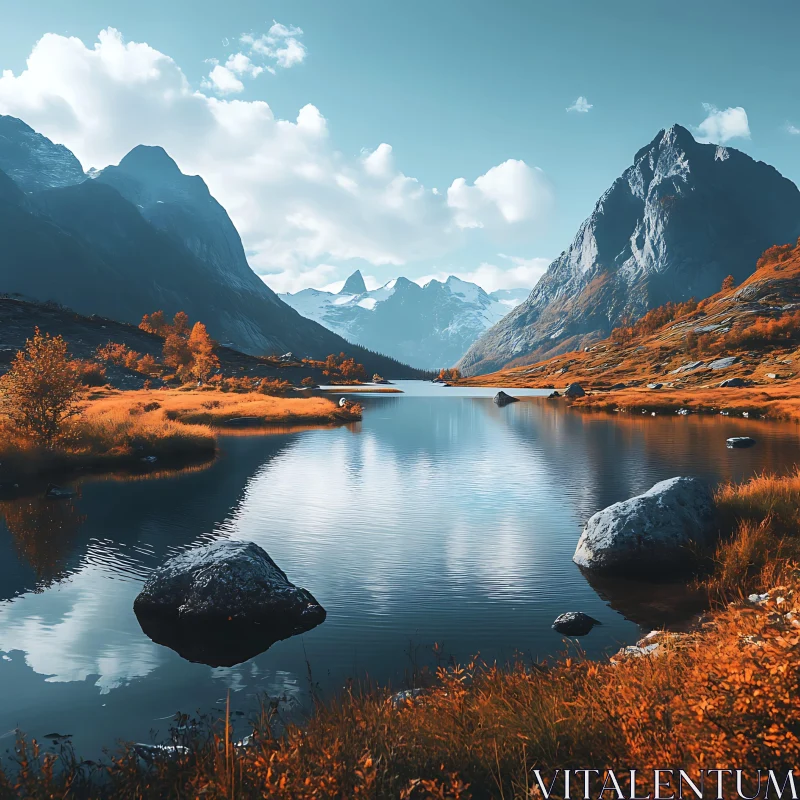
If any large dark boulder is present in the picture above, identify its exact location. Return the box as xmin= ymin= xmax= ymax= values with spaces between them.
xmin=551 ymin=611 xmax=603 ymax=636
xmin=564 ymin=383 xmax=586 ymax=397
xmin=572 ymin=477 xmax=716 ymax=577
xmin=494 ymin=389 xmax=519 ymax=408
xmin=133 ymin=539 xmax=325 ymax=666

▸ WRITTEN EXERCISE
Write out the items word for word, from their first line through the line containing "xmin=494 ymin=389 xmax=519 ymax=408", including that line. Leave the picture out.

▸ EXERCISE ANSWER
If any large dark boulder is present in the picture above, identify its exact location. Return the box as xmin= ymin= xmax= ymax= values with spaces between them.
xmin=551 ymin=611 xmax=603 ymax=636
xmin=564 ymin=383 xmax=586 ymax=397
xmin=572 ymin=477 xmax=716 ymax=577
xmin=494 ymin=389 xmax=519 ymax=408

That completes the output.